Metin Alıntısı:
Kreutzer Sonat İnceleme | Lev Nikolayeviç Tolstoy
- adastraperaspera2
- 30 Haz 2019
- 2 dakikada okunur

Kreutzer Sonat(Kroyçer Sonat), Tolstoy'un ilk olarak 1889 yılında yayımlanan bir romanıdır. Kitabın ismi Beethoven'ın keman ve piyano sonatı olan Kreutzer Sonat'tan gelmektedir. Beethoven sonatı ilk olarak George Bridtower'a adamıştır ancak ikisi arasında bir kadın yüzünden tartışma çıktığı için Beethoven bu kararından vazgeçip daha sonra bu eserini, Fransız Kemancı Rodolphe Kreutzer'e adamıştır. Fakat Kreutzer'in bu sonatı icra ettiği hiç duyulmamıştır.
Roman trende başlıyor ve aynı şekilde trende bitiyor. Kitap dönemin kadın-erkek ilişkilerini, eşitsizliği ve ahlak anlayışını bize Pozdnişev'in eşiyle olan ilişkisini anlatmasıyla gözler önüne seriyor.
Romanın ilk sayfalarından itibaren dönemin kadınını, erkeğini ve ilişkilerinin dinamiğinin ne üzerine kurulu olduğunu, nasıl geliştiğini ve ilerlediğini anlatan kitap tren yolculuğunda birlikte oturan insanların bu ilişkiler üzerine tartışmalarıyla başlıyor.
Felsefi kurgu türünde yazılmış olan eserde Pozdnişev'in eşini öldürmesini anlatarak toplumdaki kadın ve evlilik hakkındaki düşüncelerini eleştirel biçimde görüyoruz. Erkeğin kadına bakışını, kadının "pazardan seçmece" gibi "alınmasını" ve kadının buna izin vermesi hakkındaki düşüncelerini kitap boyunca belirten Pozdnişev, domostroy düzene olan görüşlerini de sert bir şekilde kendi evliliği ve geçmiş ilişkileri üzerinden örneklendirerek anlatıyor.
Kadının kösnül bir varlık olarak toplumda yer almasından, kadınların kendini bu şekilde göstermesinden ötürü rahatsızlık duyan, bundan nefret eden Pozdnişev kadını "ahlaksızlaşmış" ve "aşağılanmış köle" erkeği ise, "ahlaksız köle sahibi" olarak betimliyor. Kadın ve erkeğin ne kadar eşit haklara sahip olursa olsun kadına olan kösnül bakışların değişmediği sürece toplumdaki domostroy düzenin değişmeyeceğini vurguluyor.

Kayıtlı Veriler:
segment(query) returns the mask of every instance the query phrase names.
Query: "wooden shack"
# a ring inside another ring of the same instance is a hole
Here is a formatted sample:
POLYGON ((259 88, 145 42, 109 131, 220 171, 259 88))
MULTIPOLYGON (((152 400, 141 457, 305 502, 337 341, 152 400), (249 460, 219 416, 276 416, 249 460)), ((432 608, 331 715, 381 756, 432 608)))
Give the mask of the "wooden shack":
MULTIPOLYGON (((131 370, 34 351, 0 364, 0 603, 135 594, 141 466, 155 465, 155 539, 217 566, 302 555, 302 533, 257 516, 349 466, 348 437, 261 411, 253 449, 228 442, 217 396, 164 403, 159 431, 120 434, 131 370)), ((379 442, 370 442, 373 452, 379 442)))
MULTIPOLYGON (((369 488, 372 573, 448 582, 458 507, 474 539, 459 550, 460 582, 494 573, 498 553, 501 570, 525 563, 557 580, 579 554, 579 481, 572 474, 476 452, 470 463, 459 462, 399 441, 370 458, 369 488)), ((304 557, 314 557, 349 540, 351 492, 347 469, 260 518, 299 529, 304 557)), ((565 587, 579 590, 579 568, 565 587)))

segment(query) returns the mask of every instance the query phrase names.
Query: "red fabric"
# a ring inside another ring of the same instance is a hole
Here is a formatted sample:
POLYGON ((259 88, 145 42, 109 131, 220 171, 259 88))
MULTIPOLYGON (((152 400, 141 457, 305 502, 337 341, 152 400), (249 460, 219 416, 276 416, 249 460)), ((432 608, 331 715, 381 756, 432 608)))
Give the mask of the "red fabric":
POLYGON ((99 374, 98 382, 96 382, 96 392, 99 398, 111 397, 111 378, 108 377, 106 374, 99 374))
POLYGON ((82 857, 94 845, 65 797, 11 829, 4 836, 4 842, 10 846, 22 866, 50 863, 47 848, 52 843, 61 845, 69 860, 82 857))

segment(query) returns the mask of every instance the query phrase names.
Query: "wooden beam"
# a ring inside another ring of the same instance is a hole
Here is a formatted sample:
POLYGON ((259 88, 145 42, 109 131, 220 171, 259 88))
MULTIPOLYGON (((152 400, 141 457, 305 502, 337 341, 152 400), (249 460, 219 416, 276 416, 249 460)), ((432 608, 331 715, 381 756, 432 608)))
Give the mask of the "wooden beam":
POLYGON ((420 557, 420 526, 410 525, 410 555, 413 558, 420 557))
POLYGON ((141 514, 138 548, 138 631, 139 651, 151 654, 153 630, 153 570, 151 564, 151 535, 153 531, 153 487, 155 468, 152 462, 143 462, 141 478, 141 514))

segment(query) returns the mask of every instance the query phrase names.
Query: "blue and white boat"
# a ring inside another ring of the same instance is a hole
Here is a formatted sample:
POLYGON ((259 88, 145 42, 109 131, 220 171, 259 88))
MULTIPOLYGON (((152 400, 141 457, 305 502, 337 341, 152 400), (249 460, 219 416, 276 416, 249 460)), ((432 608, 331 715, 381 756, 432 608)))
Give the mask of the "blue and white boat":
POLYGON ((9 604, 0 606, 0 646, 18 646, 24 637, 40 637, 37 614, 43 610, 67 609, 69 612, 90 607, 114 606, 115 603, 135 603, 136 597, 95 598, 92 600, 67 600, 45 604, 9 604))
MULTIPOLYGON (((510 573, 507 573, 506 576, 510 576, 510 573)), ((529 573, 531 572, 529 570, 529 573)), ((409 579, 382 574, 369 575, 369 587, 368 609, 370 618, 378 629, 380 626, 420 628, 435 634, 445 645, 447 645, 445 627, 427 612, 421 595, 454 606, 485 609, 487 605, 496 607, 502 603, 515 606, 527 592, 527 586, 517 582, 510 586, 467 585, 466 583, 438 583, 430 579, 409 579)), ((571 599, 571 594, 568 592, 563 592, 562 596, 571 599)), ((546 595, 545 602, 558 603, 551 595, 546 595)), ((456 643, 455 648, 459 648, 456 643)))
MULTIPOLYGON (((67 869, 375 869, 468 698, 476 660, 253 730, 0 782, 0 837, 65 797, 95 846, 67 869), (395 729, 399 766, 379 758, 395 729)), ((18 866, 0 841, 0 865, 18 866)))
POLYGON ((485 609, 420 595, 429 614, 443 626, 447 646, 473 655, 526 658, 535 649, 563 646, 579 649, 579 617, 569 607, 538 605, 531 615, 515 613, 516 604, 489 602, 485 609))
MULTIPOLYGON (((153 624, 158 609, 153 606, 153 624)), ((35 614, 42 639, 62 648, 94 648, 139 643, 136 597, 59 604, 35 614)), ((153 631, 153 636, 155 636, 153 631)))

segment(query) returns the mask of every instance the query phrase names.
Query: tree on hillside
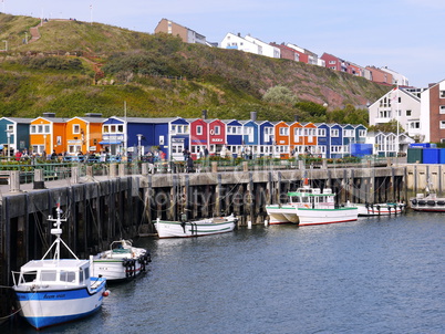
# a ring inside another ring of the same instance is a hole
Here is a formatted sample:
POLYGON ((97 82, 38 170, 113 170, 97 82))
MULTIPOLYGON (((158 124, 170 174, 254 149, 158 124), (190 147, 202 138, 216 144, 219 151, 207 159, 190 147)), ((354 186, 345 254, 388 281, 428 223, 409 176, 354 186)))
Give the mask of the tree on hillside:
POLYGON ((297 103, 297 96, 292 93, 292 91, 286 86, 273 86, 267 90, 265 95, 262 95, 262 100, 269 103, 275 104, 283 104, 283 105, 293 105, 297 103))

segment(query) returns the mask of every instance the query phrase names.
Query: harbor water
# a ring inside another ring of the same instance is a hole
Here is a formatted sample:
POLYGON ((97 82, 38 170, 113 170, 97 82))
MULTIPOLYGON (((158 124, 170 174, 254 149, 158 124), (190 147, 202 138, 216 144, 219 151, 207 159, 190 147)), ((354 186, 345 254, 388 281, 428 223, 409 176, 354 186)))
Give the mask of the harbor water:
MULTIPOLYGON (((153 262, 43 333, 445 333, 445 215, 134 240, 153 262)), ((1 333, 35 333, 22 320, 1 333)))

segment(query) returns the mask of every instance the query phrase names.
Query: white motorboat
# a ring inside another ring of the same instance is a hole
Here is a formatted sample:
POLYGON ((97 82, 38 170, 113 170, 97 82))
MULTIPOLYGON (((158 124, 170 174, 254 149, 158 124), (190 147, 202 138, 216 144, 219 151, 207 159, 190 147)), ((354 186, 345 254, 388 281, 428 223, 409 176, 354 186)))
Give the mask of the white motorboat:
POLYGON ((206 218, 195 221, 166 221, 157 219, 155 227, 159 238, 201 237, 231 232, 237 226, 238 218, 228 217, 206 218))
POLYGON ((335 194, 330 188, 312 188, 304 179, 302 188, 288 192, 286 205, 266 206, 270 223, 294 222, 299 226, 353 221, 359 210, 351 206, 335 206, 335 194))
POLYGON ((351 207, 356 207, 359 209, 359 216, 371 217, 371 216, 394 216, 400 215, 405 209, 404 203, 399 202, 385 202, 385 203, 350 203, 351 207))
POLYGON ((132 246, 131 240, 118 240, 111 243, 110 250, 91 255, 93 274, 102 275, 108 282, 135 278, 146 271, 152 261, 146 249, 132 246))
POLYGON ((61 239, 62 210, 58 206, 51 234, 55 240, 41 260, 32 260, 12 272, 20 314, 35 328, 70 322, 92 314, 108 294, 106 279, 91 276, 89 260, 80 260, 61 239), (74 259, 60 259, 60 244, 74 259), (50 252, 53 250, 53 257, 50 252), (46 258, 48 257, 48 258, 46 258))

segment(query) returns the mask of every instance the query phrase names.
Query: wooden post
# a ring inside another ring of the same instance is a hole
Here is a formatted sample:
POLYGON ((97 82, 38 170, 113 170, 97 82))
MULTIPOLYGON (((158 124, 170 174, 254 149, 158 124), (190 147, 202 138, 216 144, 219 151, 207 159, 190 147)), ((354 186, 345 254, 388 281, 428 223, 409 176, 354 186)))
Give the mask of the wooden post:
POLYGON ((43 169, 34 169, 34 189, 44 189, 43 169))
POLYGON ((117 176, 117 164, 110 164, 110 177, 117 176))
POLYGON ((71 168, 71 182, 79 184, 79 167, 71 168))

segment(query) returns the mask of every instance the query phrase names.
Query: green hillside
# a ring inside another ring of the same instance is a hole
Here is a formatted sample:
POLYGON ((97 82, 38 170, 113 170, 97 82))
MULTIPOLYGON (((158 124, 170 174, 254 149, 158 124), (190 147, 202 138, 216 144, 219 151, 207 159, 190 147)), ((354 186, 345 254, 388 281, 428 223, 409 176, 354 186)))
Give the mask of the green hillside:
POLYGON ((0 53, 1 116, 123 115, 126 103, 128 116, 199 117, 207 109, 209 117, 241 119, 256 111, 259 119, 324 122, 323 112, 315 117, 310 111, 313 103, 334 111, 389 90, 319 66, 100 23, 50 21, 39 27, 40 39, 24 44, 38 24, 0 14, 0 41, 8 41, 0 53), (293 102, 266 102, 276 86, 289 88, 293 102))

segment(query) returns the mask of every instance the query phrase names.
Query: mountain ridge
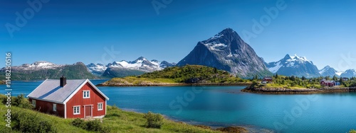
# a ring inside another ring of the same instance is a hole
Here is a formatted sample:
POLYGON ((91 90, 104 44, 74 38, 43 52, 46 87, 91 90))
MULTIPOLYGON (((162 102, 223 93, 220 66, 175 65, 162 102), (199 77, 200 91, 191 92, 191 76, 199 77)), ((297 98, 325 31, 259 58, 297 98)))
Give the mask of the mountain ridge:
POLYGON ((244 78, 272 75, 262 58, 231 28, 199 41, 177 66, 204 65, 225 70, 244 78))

Görev Ayrıntıları: Kreutzer Sonat incelemesinde "Kreutzer Sonat(Kroyçer Sonat), Tolstoy'un ilk olarak" diye başlayan paragrafı, ana bilgilerini koruyarak lütfen kısa bir madde listesine dönüştürün.

Göreve Yanıt:
- Kreutzer Sonat (Kroyçer Sonat), Tolstoy'un ilk kez 1889'da yayımlanan romanıdır.
- Adını Beethoven'ın keman ve piyano sonatı Kreutzer Sonat'tan alır.
- Beethoven sonatı önce George Bridtower'a adamış, aralarında bir kadın yüzünden tartışma çıkınca bu karardan vazgeçmiştir.
- Eseri daha sonra Fransız kemancı Rodolphe Kreutzer'e adamıştır.
- Kreutzer'in bu sonatı icra ettiği hiç duyulmamıştır.